= Exercise data =

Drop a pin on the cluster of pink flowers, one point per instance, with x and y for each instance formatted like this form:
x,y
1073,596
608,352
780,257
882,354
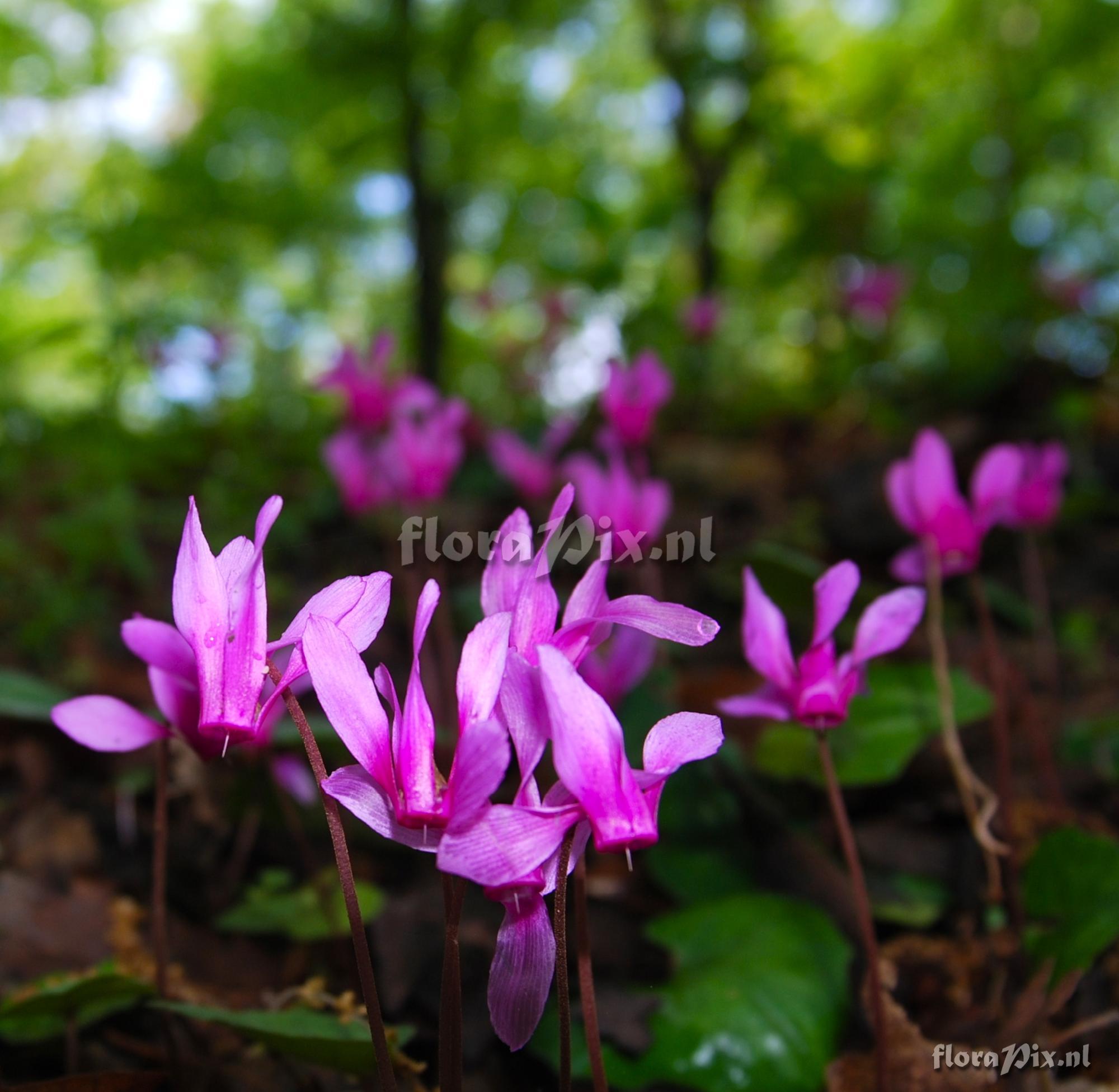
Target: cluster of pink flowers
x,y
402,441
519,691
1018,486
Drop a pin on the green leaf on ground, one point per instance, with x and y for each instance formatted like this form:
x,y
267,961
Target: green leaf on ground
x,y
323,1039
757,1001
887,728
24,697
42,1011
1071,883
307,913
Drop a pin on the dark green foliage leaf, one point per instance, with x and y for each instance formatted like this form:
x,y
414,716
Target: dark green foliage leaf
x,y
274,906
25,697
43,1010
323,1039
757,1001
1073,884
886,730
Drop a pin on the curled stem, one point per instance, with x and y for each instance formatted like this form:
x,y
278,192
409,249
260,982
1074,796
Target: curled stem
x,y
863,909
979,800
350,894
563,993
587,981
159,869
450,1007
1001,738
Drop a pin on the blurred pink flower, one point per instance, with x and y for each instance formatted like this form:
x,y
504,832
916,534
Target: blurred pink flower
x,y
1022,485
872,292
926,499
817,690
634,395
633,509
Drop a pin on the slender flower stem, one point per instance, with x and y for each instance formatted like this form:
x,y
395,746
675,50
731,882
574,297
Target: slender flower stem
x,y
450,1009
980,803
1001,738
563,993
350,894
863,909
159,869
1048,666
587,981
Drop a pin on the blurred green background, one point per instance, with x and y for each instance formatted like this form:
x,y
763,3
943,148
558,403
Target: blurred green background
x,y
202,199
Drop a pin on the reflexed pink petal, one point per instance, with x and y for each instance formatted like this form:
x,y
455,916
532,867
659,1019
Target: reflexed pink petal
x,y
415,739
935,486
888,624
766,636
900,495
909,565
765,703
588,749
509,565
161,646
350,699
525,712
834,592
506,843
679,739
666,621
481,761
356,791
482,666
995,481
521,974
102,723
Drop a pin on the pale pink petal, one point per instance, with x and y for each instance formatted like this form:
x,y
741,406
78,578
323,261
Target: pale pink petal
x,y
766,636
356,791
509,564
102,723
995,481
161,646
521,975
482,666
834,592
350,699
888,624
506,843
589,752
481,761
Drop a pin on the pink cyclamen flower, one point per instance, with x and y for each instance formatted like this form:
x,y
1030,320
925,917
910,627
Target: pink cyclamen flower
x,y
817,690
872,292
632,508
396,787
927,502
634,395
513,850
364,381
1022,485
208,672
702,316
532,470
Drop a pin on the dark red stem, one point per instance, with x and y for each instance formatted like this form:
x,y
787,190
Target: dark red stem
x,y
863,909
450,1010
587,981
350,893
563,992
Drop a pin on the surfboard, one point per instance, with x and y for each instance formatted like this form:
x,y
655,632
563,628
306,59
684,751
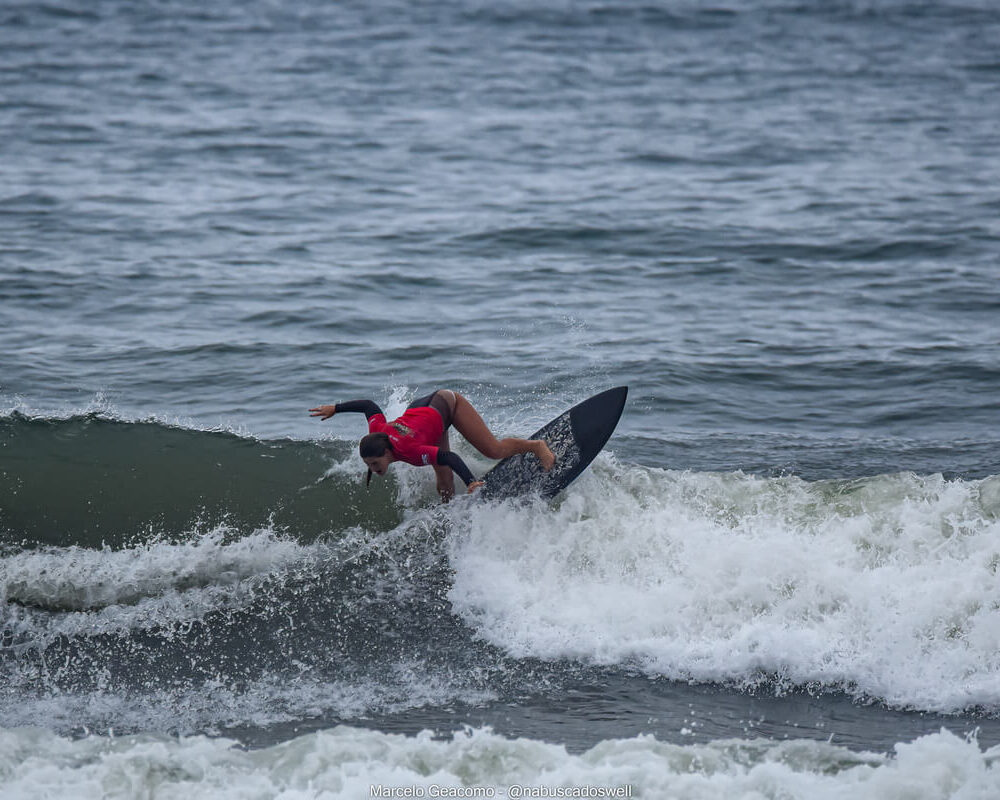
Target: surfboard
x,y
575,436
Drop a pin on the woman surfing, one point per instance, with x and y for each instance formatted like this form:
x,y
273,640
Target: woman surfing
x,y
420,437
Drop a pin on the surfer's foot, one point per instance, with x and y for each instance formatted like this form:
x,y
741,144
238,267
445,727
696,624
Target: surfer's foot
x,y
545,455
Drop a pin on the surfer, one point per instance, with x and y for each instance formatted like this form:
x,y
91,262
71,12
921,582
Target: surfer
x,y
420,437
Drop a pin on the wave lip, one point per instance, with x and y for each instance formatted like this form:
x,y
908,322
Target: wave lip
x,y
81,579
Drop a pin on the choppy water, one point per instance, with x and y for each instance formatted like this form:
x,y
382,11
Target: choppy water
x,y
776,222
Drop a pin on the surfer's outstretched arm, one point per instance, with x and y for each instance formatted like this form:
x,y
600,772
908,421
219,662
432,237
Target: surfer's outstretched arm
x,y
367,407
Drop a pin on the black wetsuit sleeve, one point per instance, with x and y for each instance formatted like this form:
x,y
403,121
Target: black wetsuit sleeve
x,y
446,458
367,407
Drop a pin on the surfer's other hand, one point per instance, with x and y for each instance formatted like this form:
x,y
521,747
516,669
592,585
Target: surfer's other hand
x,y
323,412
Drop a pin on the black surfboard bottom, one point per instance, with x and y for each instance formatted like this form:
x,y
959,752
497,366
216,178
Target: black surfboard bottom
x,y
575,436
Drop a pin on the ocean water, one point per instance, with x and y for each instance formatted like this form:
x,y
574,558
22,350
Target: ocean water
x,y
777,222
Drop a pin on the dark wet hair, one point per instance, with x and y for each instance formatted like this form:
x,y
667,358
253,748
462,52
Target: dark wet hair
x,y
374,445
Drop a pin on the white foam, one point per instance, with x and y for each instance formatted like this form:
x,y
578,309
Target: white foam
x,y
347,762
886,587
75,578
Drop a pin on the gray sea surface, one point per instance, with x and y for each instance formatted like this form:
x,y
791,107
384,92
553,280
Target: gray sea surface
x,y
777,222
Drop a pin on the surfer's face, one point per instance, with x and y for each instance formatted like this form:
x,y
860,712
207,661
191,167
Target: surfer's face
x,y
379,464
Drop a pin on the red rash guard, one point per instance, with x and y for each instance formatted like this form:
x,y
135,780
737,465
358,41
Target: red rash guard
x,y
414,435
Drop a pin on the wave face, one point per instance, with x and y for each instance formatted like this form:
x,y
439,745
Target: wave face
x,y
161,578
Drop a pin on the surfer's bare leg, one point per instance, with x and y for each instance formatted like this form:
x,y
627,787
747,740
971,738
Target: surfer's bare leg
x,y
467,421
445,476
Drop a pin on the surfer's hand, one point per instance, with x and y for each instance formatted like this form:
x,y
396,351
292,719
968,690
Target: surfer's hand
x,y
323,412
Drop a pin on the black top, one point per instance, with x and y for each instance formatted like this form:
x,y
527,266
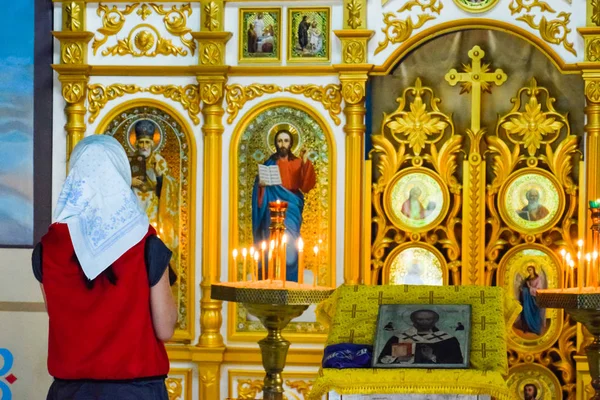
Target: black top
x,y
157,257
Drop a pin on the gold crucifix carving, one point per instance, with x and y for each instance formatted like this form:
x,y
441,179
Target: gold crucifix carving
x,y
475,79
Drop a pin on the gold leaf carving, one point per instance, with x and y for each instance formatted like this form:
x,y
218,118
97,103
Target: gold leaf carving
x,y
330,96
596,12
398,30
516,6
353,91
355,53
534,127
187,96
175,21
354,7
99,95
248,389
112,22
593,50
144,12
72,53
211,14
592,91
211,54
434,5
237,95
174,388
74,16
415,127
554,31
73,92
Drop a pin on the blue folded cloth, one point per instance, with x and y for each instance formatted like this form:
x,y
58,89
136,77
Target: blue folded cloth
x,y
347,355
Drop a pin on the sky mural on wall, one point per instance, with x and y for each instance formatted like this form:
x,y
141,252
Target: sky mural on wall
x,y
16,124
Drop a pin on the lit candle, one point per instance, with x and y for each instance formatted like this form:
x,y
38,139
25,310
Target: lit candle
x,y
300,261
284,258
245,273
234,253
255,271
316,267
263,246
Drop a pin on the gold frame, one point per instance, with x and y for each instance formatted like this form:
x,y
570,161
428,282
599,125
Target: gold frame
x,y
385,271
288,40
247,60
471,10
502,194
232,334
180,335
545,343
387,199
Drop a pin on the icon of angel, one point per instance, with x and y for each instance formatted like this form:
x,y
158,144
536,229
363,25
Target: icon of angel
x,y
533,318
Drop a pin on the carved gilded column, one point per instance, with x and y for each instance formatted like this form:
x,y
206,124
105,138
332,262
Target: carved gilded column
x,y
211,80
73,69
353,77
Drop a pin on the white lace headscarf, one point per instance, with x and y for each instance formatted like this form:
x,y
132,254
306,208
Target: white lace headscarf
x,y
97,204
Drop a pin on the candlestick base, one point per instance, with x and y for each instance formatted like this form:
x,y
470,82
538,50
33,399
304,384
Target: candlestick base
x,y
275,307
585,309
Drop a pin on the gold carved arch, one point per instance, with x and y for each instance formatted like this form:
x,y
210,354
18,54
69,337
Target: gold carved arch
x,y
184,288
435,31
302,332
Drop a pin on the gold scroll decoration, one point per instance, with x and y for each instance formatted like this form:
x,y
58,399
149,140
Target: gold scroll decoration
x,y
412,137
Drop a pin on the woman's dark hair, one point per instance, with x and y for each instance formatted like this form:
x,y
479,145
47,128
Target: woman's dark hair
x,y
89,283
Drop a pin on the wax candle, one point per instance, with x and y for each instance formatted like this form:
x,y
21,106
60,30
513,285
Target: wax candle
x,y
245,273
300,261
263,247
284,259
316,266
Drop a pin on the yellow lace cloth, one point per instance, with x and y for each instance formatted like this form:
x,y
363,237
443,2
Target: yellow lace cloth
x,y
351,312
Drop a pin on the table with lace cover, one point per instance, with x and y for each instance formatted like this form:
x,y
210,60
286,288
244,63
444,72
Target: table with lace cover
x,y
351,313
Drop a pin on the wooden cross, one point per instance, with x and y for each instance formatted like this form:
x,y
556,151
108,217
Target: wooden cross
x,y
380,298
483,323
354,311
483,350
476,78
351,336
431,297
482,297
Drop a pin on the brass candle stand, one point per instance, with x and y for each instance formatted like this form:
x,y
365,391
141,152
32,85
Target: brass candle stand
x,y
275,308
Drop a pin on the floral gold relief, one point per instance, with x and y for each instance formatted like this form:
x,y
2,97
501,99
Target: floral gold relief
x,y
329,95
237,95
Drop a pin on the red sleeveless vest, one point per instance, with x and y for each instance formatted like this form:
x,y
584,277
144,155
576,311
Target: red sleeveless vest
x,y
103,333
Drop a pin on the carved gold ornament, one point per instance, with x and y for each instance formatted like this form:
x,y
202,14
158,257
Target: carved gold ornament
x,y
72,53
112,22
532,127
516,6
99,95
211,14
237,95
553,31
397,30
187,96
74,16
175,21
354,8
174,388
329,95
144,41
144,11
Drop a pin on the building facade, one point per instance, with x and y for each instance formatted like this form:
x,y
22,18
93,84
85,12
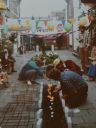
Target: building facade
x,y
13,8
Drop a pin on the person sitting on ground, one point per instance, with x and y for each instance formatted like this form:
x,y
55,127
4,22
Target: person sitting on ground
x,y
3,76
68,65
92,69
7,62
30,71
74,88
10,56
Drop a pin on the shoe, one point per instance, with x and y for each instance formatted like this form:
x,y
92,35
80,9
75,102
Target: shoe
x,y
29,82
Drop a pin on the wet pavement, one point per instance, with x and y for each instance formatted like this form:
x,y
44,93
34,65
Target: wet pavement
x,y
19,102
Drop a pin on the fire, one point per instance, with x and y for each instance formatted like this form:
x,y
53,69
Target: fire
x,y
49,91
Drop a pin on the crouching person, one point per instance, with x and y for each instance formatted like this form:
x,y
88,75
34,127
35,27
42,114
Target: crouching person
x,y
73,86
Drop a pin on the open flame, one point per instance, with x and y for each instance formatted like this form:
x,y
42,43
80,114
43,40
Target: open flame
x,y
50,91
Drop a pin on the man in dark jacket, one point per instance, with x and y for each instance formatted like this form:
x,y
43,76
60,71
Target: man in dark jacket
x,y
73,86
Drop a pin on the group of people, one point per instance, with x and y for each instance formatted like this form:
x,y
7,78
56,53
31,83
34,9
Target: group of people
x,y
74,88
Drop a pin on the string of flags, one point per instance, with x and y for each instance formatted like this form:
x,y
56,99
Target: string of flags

= What the task asks =
Once you have found every line above holding the word "string", copy those lines.

= Problem solution =
Drop a pin on the string of flags, one point per instance, with x and y for each instance formatted like this form:
Target: string of flags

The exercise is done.